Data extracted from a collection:
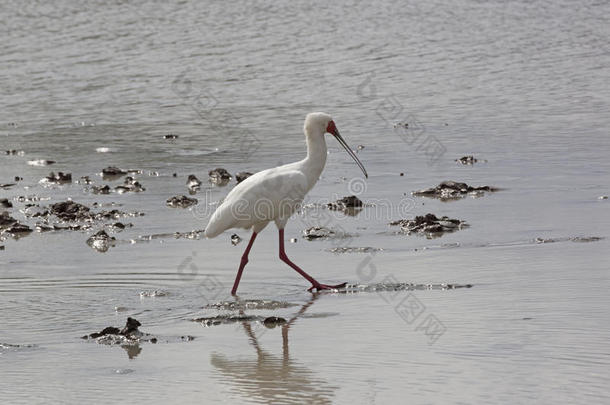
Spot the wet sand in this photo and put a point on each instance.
(510, 309)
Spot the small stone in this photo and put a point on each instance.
(181, 201)
(40, 162)
(193, 183)
(273, 321)
(241, 176)
(219, 176)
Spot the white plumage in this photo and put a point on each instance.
(275, 194)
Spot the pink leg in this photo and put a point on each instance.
(244, 260)
(314, 284)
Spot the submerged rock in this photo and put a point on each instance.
(227, 318)
(113, 171)
(320, 232)
(11, 227)
(6, 220)
(59, 178)
(430, 225)
(129, 185)
(348, 249)
(250, 304)
(219, 176)
(570, 239)
(101, 241)
(130, 330)
(193, 183)
(451, 190)
(40, 162)
(14, 152)
(273, 321)
(105, 189)
(345, 203)
(70, 211)
(84, 180)
(153, 293)
(467, 160)
(241, 176)
(181, 201)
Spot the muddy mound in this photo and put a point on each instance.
(429, 225)
(452, 190)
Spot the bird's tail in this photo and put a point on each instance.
(221, 221)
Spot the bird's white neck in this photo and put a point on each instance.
(314, 163)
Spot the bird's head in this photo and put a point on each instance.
(322, 123)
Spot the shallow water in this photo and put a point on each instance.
(523, 86)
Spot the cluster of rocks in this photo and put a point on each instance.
(220, 176)
(59, 178)
(430, 225)
(101, 241)
(467, 160)
(9, 226)
(181, 201)
(321, 232)
(452, 190)
(241, 176)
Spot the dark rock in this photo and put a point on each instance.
(6, 220)
(59, 178)
(430, 225)
(366, 249)
(219, 176)
(193, 183)
(130, 330)
(17, 230)
(101, 241)
(131, 327)
(15, 152)
(273, 321)
(85, 180)
(241, 176)
(451, 190)
(320, 232)
(113, 171)
(105, 189)
(346, 202)
(40, 162)
(181, 201)
(130, 185)
(70, 211)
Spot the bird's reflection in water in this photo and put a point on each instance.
(273, 379)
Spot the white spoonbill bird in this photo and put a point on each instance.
(275, 194)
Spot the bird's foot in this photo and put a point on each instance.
(319, 287)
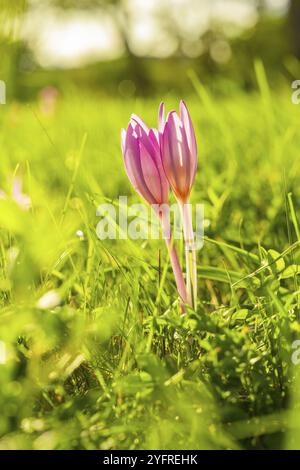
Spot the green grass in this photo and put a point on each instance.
(115, 366)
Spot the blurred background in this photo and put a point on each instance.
(130, 48)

### Goal of the exercise
Without including any pictures, return every line of the records exactly.

### Your solution
Spot the wet sand in this photo and put a point on each instance.
(510, 309)
Spot the small stone in this photo and put a point on each instance.
(181, 201)
(40, 162)
(193, 183)
(273, 321)
(241, 176)
(219, 176)
Spot the white plumage in this photo and put a point on each instance.
(275, 194)
Spot the pink leg in this photo and put a point on each instance.
(244, 260)
(314, 284)
Spot the submerged rock in this photo and put a point on each instance.
(227, 318)
(113, 171)
(320, 232)
(11, 227)
(6, 220)
(59, 178)
(430, 225)
(129, 185)
(348, 249)
(250, 304)
(219, 176)
(570, 239)
(101, 241)
(130, 330)
(193, 183)
(451, 190)
(40, 162)
(14, 152)
(273, 321)
(105, 189)
(345, 203)
(70, 211)
(84, 180)
(153, 293)
(467, 160)
(241, 176)
(181, 201)
Spot the muddy mound in this photo and put a point on each instance.
(429, 225)
(452, 190)
Spot the bird's tail in this photo and put a point on each instance.
(221, 221)
Spot the bird's white neck in this photo and put a point on each instance.
(314, 163)
Spot the bird's head in this photo and put a point on each instance.
(322, 123)
Spot the shallow water in this photo and put a point on each instance.
(523, 86)
Spot the cluster of rocks in this photo and put a point on each instance.
(220, 176)
(59, 178)
(430, 225)
(101, 241)
(467, 160)
(9, 226)
(181, 201)
(321, 232)
(452, 190)
(241, 176)
Spot the dark rock in this photo and put a point on each instance.
(6, 220)
(59, 178)
(430, 225)
(366, 249)
(219, 176)
(193, 183)
(130, 330)
(17, 230)
(101, 241)
(131, 327)
(15, 152)
(273, 321)
(85, 180)
(241, 176)
(451, 190)
(320, 232)
(113, 171)
(105, 189)
(346, 202)
(40, 162)
(181, 201)
(130, 185)
(70, 211)
Spot the bird's reflection in water in this photo and put a point on each instance.
(273, 379)
Spot the white spoonbill bird in this photo and put a point on each instance.
(275, 194)
Spot the bird's foot in this photo and put a point on each instance.
(319, 287)
Spot the green grass in this photo and put a point on each instance.
(115, 366)
Spot the blurred background in this photo and put a point on each instance.
(130, 48)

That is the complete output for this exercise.